---------- Reading passage
Problem:
$$ y=\ln((3x-2)^2) $$
State the domain and the coordinates of the point where the curve crosses the x-axis
At first sight, you say that the domain is $x>\frac23$ because $\ln$ is undefined for negative numbers, so you just rearrange $3x-2>0$.
But the input of $\ln$ is squared, which means there are 2 roots, namely $1$ and $\frac13$.
Contradiction:
By the law of logarithms $$ \ln(x^2)=2\ln(x) $$ Therefore, the function for $y$ can be rewritten as $$ y=2\ln(3x-2) $$ The problem is that half the graph disappears. Now that the input isn't squared, $y$ is undefined for $x\le\frac23$ ($3x-2$ becomes negative) and the entire left half is gone.
So what's the answer? How many roots are there? It seems that math is contradicting itself.
Your law of logarithms only works if the domain makes sense. You wouldn't write that $\ln((-4)^2)=2\ln(-4)$ as $\ln(-4)$ isn't defined. What would be better to write is actually:
$$\ln(x^2)=2\ln(|x|)$$
This would lead you to two solutions as:
$$\ln(3x-2)^2=0$$
$$2\ln(|3x-2|)=0$$
$$\ln(|3x-2|)=0$$
$$|3x-2|=1$$
$$3x-2=\pm1$$
$$3x=1,3$$
$$x=\frac{1}{3},1$$
--------------------
---------- Supplied information
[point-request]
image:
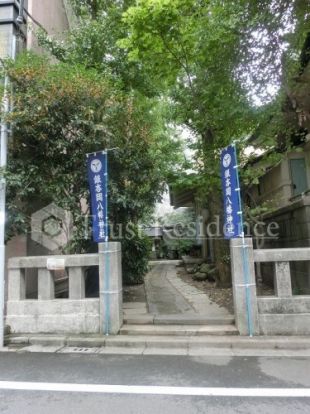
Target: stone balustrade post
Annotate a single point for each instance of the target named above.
(282, 280)
(76, 283)
(110, 287)
(243, 273)
(46, 285)
(16, 284)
--------------------
**List of tasks**
(1) In the logarithm thread, what corrected form of the law ln(x²) = 2ln(x) does the reply recommend writing?
(2) List, in order, every equation in the step-by-step solution at the end of the logarithm thread.
(3) Repeat the part of the logarithm thread between "But the input" and "half is gone.", inclusive.

**Results in order**
(1) ln(x²) = 2ln(|x|)

(2)
1. ln(3x−2)² = 0
2. 2ln(|3x−2|) = 0
3. ln(|3x−2|) = 0
4. |3x−2| = 1
5. 3x−2 = ±1
6. 3x = 1, 3
7. x = 1/3, 1

(3)
But the input of $\ln$ is squared, which means there are 2 roots, namely $1$ and $\frac13$.
Contradiction:
By the law of logarithms $$ \ln(x^2)=2\ln(x) $$ Therefore, the function for $y$ can be rewritten as $$ y=2\ln(3x-2) $$ The problem is that half the graph disappears. Now that the input isn't squared, $y$ is undefined for $x\le\frac23$ ($3x-2$ becomes negative) and the entire left half is gone.